◆ WHAT IS EXPECTED
Copy the following records word for word, without changing anything.

◆ Annotated coordinate records
- - - - -

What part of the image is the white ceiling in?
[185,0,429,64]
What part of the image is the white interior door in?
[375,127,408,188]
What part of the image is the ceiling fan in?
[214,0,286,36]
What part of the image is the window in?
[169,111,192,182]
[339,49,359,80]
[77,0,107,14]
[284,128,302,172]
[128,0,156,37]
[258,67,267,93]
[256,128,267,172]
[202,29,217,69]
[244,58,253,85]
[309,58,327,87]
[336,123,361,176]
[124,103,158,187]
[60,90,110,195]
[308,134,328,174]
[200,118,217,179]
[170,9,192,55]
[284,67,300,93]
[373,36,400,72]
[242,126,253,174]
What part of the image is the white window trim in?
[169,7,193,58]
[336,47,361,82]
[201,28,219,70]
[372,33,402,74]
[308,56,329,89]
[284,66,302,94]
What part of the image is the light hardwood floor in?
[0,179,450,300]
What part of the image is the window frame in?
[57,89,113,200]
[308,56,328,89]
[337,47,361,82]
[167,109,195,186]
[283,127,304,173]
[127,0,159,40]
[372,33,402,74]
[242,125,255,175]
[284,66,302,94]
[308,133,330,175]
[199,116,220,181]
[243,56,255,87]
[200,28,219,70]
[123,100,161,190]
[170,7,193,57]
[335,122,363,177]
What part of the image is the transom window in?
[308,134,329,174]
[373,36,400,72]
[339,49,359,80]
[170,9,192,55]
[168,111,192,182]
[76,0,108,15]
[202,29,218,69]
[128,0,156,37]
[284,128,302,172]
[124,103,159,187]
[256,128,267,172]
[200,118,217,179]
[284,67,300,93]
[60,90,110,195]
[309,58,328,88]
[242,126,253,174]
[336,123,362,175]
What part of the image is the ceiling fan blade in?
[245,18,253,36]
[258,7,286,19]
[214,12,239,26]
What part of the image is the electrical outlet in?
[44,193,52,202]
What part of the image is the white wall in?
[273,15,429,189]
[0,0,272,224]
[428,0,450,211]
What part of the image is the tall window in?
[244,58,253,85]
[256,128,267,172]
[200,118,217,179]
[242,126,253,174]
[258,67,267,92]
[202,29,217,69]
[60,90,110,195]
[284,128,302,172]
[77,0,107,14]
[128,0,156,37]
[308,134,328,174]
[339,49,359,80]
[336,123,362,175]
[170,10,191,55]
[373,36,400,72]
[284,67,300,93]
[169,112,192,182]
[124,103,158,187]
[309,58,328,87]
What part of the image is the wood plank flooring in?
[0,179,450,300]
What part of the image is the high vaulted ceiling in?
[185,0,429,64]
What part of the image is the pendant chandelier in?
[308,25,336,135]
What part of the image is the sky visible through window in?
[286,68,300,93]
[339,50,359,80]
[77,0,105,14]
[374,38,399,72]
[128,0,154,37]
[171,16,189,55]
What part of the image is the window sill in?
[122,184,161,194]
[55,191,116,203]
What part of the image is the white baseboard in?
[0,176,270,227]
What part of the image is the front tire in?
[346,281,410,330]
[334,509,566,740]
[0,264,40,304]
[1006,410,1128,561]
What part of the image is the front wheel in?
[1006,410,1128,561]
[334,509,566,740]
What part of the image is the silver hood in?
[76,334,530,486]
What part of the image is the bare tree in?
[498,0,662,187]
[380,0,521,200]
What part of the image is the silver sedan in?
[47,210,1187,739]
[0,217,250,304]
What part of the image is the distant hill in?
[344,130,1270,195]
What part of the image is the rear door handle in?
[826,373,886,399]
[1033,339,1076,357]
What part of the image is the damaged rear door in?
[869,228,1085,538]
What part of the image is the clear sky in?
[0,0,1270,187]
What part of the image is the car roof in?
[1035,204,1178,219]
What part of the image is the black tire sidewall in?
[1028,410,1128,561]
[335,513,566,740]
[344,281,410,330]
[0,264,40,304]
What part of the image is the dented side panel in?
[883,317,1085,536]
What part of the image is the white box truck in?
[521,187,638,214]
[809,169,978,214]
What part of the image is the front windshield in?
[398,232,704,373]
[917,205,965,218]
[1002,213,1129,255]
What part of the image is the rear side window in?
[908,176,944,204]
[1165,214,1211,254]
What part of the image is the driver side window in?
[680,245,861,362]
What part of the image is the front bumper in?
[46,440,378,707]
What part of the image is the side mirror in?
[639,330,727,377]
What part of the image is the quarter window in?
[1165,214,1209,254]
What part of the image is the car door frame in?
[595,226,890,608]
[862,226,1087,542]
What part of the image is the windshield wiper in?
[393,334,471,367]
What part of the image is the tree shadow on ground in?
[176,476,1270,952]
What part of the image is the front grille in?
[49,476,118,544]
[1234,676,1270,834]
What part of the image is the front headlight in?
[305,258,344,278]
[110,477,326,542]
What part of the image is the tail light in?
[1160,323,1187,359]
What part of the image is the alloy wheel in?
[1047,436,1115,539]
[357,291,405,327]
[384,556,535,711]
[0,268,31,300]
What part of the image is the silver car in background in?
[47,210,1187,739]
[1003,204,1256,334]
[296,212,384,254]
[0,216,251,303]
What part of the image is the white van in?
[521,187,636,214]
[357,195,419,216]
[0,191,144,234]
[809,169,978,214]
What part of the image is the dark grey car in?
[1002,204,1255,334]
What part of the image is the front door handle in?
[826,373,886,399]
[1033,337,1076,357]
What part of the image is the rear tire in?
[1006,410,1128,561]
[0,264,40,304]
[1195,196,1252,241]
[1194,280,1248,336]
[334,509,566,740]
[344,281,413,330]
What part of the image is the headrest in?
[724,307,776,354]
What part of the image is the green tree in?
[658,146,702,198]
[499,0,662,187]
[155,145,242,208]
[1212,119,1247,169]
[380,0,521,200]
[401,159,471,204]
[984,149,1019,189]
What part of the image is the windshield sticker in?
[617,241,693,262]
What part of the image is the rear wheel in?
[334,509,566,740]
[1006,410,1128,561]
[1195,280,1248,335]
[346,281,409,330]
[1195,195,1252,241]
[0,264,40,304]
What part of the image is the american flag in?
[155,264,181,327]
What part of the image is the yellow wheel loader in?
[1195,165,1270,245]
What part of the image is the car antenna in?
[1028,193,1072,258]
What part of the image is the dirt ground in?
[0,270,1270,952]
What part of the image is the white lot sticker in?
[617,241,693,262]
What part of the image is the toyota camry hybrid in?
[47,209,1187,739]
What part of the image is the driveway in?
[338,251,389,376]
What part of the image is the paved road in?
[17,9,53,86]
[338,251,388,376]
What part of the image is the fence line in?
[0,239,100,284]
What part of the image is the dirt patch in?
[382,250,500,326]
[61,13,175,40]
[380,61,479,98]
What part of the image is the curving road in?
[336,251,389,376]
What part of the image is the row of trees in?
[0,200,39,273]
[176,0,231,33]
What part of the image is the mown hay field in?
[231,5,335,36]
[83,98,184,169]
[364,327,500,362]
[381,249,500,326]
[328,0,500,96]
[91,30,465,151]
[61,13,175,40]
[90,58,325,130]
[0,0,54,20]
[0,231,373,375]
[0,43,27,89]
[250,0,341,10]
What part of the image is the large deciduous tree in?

- - - - -

◆ EXERCISE ANSWER
What part of the image is the white ceiling in?
[185,0,429,64]
What part of the image is the white interior door in?
[375,127,408,188]
What part of the image is the ceiling fan in?
[214,0,286,36]
What part of the image is the window in?
[169,111,192,182]
[339,49,359,80]
[77,0,107,14]
[284,128,302,172]
[128,0,156,37]
[258,67,267,93]
[256,128,267,172]
[202,29,217,69]
[244,58,253,85]
[309,58,327,87]
[336,123,361,176]
[124,103,158,187]
[60,90,110,195]
[308,134,328,174]
[200,118,217,179]
[170,9,192,55]
[284,67,300,93]
[373,36,400,72]
[242,126,253,174]
What part of the image is the white window trim in?
[169,7,193,58]
[336,47,361,82]
[201,28,219,70]
[372,33,402,74]
[308,56,329,89]
[284,66,302,94]
What part of the image is the light hardwood floor in?
[0,179,450,300]
What part of the image is the window frame in?
[57,89,113,200]
[308,56,328,89]
[337,47,361,82]
[167,109,195,186]
[283,127,304,173]
[127,0,159,40]
[372,33,402,74]
[242,125,255,175]
[284,66,302,94]
[308,133,330,175]
[199,116,220,181]
[243,56,255,87]
[200,28,219,70]
[123,100,161,190]
[170,7,193,57]
[335,122,363,177]
What part of the image is the transom window in?
[308,134,329,174]
[373,36,400,72]
[339,49,359,80]
[170,9,192,55]
[168,111,192,182]
[76,0,108,15]
[202,29,218,69]
[128,0,156,37]
[284,128,302,172]
[124,103,159,187]
[256,128,267,172]
[200,118,217,179]
[284,67,300,93]
[60,90,110,195]
[309,58,328,88]
[242,126,253,174]
[336,123,362,175]
What part of the image is the ceiling fan blade in?
[245,18,253,36]
[258,7,286,19]
[214,12,239,26]
What part of the image is the electrical outlet in?
[44,193,52,202]
What part of the image is the white wall in?
[273,15,429,189]
[0,0,272,224]
[428,0,450,211]
What part of the image is the tall window in?
[244,58,253,85]
[256,128,267,172]
[200,118,217,179]
[242,126,253,174]
[258,67,267,92]
[202,29,217,69]
[60,90,110,195]
[284,128,302,172]
[77,0,107,14]
[128,0,156,37]
[308,134,328,174]
[339,49,359,80]
[336,123,362,175]
[170,10,191,55]
[373,36,400,72]
[284,67,300,93]
[169,112,192,182]
[124,103,158,187]
[309,58,328,87]
What part of the image is the wood plank flooring in?
[0,179,450,300]
What part of the image is the high vaulted ceiling in?
[185,0,429,64]
What part of the image is the pendant chandelier in?
[308,25,336,135]
What part of the image is the sky visible through window in?
[286,68,300,93]
[339,50,359,80]
[77,0,105,14]
[374,38,399,72]
[128,0,154,37]
[171,16,189,55]
What part of the image is the window sill in?
[122,184,161,194]
[55,191,116,203]
What part of the image is the white baseboard in?
[0,176,270,227]
What part of the image is the front tire in?
[346,281,410,330]
[334,509,566,740]
[0,264,40,304]
[1006,410,1128,561]
What part of the image is the front wheel in?
[1006,410,1128,561]
[334,509,566,740]
What part of the image is the silver hood in?
[76,334,530,486]
What part of the image is the bare tree in?
[498,0,662,187]
[380,0,521,200]
What part of the image is the silver sedan in?
[47,210,1187,739]
[0,217,250,304]
What part of the image is the distant hill in?
[344,130,1270,195]
What part of the image is the rear door handle in?
[826,373,886,399]
[1033,339,1076,357]
What part of the image is the damaged rear door in?
[869,228,1085,538]
What part of the image is the clear sky in?
[0,0,1270,187]
What part of the image is the car roof in?
[1035,204,1178,219]
What part of the image is the black tire sidewall in?
[1028,410,1128,561]
[335,513,566,740]
[344,281,410,330]
[0,264,40,304]
What part of the image is the dented side panel in?
[883,317,1085,536]
What part of the image is the white box truck in?
[521,187,638,214]
[809,169,978,214]
What part of the image is the front windshield in?
[398,232,704,373]
[917,205,965,218]
[1002,213,1129,255]
What part of the image is the rear side window in?
[908,176,944,204]
[1165,214,1211,254]
What part of the image is the driver side window in?
[680,245,861,362]
What part of the image is the front bumper in?
[46,440,378,707]
What part of the image is the side mirror in?
[639,330,727,377]
What part of the image is the quarter window in?
[1165,214,1209,254]
What part of the image is the car door frame in?
[595,226,890,608]
[862,226,1087,542]
What part of the image is the windshield wiper in?
[393,334,471,367]
What part of the image is the tree shadow on ground in?
[176,476,1270,952]
What part of the image is the front grille in?
[49,476,118,544]
[1234,676,1270,834]
What part of the image is the front headlight in?
[305,258,344,278]
[110,477,326,542]
What part of the image is the tail light in?
[1160,323,1187,359]
What part of the image is the alloy wheel in?
[1047,436,1115,539]
[357,291,405,327]
[384,556,535,711]
[0,268,31,300]
What part of the image is the silver car in background in?
[47,210,1187,739]
[1003,204,1256,334]
[296,212,384,254]
[0,216,251,303]
What part of the image is the white van in?
[521,187,636,214]
[357,195,419,216]
[0,191,144,234]
[809,169,978,214]
What part of the image is the dark grey car in?
[1002,204,1255,334]
What part of the image is the front door handle in?
[826,373,886,399]
[1033,337,1076,357]
What part of the image is the rear tire in?
[1006,410,1128,561]
[0,264,40,304]
[1195,196,1252,241]
[1194,280,1248,336]
[334,509,566,740]
[344,281,413,330]
What part of the image is the headrest in?
[724,307,776,354]
What part of the image is the green tree in?
[658,146,702,198]
[499,0,662,187]
[155,145,242,208]
[1212,119,1247,169]
[380,0,521,200]
[401,159,471,204]
[984,149,1019,189]
What part of the image is the windshield sticker in?
[617,241,693,262]
What part of the image is the rear wheel in?
[334,509,566,740]
[1006,410,1128,561]
[1195,280,1248,335]
[346,281,409,330]
[1195,195,1252,241]
[0,264,40,304]
What part of the image is the american flag in?
[155,264,181,327]
What part of the image is the yellow wheel loader in?
[1195,165,1270,245]
What part of the image is the car antenna in?
[1028,193,1072,258]
What part of the image is the dirt ground in?
[0,270,1270,952]
What part of the image is the white lot sticker in?
[617,241,693,262]
What part of the image is the toyota camry hybrid in?
[47,209,1187,739]
What part of the image is the driveway in?
[338,251,389,376]
What part of the image is the paved road in?
[17,9,53,86]
[338,251,388,376]
What part of the image is the fence line in?
[0,239,100,284]
What part of the image is the dirt patch in?
[382,250,500,326]
[61,13,175,40]
[380,61,479,98]
What part of the image is the curving road in?
[336,251,389,376]
What part of the image is the row of trees in?
[0,200,39,273]
[176,0,231,33]
What part of the image is the mown hay field in?
[231,5,335,36]
[83,98,184,169]
[364,327,500,362]
[381,249,500,326]
[328,0,500,96]
[91,30,465,151]
[61,13,175,40]
[90,58,325,130]
[0,0,54,20]
[0,231,373,375]
[0,43,27,89]
[250,0,341,10]
What part of the image is the large deciduous tree in?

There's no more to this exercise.